- Work order: Set down every entry once more, exactly as it appears.

- Excerpted data:
********************

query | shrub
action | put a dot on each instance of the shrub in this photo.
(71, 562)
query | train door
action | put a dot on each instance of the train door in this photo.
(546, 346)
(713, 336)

********************

- Output for this task:
query | shrub
action | put a dot on each instance of the shrub in this photo.
(71, 562)
query | train door
action | put a dot on each instance of the train door in this photo.
(546, 346)
(713, 336)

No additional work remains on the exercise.